■ Exercise instructions
Determine the number of lines below that contain "mowed". Write nothing but that number.

■ Exercise inputs
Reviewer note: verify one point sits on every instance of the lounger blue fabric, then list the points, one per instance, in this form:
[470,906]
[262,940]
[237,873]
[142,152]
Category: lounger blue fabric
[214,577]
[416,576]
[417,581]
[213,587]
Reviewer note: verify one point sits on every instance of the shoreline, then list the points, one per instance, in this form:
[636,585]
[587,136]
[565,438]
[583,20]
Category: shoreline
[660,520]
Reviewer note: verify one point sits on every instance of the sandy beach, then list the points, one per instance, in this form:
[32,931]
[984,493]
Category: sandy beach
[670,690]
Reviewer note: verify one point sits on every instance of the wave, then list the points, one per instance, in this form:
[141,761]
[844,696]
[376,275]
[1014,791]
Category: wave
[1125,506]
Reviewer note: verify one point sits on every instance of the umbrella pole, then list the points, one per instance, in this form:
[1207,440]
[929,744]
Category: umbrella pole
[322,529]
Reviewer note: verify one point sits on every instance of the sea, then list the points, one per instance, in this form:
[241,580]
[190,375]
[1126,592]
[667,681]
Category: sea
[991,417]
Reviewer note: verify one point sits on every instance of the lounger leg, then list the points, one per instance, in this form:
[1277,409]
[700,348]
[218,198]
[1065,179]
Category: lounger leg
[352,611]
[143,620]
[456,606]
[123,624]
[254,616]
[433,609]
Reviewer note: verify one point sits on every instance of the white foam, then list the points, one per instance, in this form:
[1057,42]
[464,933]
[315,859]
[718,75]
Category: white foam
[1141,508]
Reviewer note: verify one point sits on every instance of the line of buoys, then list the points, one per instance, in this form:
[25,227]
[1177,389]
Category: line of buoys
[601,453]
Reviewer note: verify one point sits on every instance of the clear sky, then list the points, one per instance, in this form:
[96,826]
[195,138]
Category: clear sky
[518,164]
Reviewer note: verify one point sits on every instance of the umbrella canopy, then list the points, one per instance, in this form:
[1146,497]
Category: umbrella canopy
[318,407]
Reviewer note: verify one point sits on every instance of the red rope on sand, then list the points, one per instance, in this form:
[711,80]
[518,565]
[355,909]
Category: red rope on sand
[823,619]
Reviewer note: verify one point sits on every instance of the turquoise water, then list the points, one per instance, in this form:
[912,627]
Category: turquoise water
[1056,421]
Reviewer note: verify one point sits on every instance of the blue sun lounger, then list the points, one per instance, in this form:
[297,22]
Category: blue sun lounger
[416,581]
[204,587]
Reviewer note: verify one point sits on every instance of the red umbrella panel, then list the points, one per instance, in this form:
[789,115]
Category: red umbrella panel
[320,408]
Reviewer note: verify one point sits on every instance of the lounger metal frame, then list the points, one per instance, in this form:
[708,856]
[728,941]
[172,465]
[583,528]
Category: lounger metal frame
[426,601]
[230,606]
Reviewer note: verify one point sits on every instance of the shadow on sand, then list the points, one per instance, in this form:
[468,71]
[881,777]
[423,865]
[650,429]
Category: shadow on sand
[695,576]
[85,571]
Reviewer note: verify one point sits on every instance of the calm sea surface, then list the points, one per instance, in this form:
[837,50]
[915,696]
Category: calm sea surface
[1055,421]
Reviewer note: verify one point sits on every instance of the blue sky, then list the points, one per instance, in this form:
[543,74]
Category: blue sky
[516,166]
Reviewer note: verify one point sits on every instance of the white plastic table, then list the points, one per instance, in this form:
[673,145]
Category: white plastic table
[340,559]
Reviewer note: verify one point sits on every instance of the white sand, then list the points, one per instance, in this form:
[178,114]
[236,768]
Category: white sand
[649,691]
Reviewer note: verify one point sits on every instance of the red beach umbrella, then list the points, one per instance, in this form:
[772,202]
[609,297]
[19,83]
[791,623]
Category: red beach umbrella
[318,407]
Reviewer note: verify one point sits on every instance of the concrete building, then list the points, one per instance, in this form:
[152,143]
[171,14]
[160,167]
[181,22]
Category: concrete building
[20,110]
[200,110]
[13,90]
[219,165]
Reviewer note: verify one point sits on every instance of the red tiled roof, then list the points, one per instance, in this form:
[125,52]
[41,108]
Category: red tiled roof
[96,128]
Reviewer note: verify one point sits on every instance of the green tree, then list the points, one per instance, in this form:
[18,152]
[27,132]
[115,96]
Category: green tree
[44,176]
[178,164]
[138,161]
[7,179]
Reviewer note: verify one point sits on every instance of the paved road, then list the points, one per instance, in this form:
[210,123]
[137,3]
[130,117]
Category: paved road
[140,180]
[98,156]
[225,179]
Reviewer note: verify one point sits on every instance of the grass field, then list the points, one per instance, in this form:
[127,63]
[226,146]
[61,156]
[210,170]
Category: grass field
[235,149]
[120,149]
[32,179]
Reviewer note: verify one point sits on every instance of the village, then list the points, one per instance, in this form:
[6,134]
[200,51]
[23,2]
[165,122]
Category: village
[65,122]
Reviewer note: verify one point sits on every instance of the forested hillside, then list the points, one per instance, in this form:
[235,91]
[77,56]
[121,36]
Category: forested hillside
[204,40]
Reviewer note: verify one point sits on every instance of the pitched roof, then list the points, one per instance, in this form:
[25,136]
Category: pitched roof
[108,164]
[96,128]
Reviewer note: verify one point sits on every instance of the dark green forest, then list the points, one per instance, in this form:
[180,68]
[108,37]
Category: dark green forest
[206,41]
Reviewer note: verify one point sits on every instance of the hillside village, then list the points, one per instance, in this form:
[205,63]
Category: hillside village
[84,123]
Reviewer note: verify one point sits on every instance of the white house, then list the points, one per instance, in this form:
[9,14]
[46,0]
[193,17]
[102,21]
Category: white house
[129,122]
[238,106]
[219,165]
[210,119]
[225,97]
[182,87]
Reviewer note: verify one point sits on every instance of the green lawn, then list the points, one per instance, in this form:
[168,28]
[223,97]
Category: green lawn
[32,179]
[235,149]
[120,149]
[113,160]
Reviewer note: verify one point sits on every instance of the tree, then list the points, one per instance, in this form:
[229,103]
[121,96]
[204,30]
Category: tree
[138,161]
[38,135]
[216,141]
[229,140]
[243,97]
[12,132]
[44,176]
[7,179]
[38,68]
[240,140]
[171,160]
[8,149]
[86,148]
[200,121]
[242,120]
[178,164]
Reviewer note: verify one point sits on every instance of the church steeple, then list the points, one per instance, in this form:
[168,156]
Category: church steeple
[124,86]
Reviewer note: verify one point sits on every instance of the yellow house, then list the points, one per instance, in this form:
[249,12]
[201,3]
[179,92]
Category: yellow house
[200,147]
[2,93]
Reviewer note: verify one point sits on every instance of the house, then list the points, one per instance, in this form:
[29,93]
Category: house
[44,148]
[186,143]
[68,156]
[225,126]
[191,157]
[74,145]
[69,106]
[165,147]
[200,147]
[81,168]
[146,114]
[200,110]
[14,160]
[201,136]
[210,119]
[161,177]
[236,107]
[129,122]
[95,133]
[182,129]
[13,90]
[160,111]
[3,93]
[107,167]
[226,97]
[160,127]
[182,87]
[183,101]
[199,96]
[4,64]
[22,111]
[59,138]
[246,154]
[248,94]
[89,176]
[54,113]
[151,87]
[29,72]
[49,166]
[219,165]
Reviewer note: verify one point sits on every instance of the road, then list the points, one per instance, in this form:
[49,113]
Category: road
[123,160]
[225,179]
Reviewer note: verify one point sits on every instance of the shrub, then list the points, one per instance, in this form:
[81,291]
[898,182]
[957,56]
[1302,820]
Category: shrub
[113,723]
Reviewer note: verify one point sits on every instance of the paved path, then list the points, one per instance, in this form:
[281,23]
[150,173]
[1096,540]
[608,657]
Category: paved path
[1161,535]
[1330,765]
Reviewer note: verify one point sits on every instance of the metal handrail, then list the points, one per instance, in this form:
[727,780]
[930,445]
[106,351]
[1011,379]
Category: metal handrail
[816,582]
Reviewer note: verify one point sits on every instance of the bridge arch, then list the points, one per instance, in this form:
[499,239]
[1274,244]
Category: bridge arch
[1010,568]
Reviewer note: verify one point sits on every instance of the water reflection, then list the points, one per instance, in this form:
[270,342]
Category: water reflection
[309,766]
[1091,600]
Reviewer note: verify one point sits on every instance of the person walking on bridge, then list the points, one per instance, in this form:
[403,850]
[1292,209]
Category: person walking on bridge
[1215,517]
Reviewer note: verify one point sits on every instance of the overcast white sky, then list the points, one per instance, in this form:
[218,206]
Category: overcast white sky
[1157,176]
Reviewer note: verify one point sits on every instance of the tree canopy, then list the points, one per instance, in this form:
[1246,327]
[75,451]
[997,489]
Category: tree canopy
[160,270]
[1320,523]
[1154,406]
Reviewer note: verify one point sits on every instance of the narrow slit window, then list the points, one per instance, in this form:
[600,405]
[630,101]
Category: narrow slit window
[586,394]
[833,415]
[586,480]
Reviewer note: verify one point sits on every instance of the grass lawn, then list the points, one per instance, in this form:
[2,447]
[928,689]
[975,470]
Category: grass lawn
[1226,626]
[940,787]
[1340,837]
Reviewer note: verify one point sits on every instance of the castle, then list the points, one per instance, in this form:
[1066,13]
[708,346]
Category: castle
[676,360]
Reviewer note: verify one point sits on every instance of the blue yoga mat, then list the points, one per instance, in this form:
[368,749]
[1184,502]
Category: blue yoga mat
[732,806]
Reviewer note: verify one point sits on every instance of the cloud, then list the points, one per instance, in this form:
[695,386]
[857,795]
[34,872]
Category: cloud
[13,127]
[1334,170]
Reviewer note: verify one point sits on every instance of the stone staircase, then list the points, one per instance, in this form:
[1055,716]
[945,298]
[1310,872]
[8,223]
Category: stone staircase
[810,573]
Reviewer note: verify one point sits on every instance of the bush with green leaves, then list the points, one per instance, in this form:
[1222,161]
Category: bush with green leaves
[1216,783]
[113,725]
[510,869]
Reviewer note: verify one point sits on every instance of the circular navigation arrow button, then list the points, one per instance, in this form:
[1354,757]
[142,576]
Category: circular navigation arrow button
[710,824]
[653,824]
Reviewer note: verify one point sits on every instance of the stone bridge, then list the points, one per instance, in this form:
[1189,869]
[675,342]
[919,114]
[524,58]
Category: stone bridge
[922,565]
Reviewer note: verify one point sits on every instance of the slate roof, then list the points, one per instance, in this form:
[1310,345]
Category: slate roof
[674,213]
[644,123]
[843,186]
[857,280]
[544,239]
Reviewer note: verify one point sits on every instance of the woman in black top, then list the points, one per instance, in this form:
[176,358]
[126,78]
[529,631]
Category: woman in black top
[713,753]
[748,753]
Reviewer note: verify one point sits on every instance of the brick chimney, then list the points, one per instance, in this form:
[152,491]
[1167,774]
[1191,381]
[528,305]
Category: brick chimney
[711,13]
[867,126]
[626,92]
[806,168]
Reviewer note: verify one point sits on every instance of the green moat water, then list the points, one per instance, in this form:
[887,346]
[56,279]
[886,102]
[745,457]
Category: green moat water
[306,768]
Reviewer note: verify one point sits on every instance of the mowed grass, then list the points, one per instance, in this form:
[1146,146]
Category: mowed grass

■ Solution
2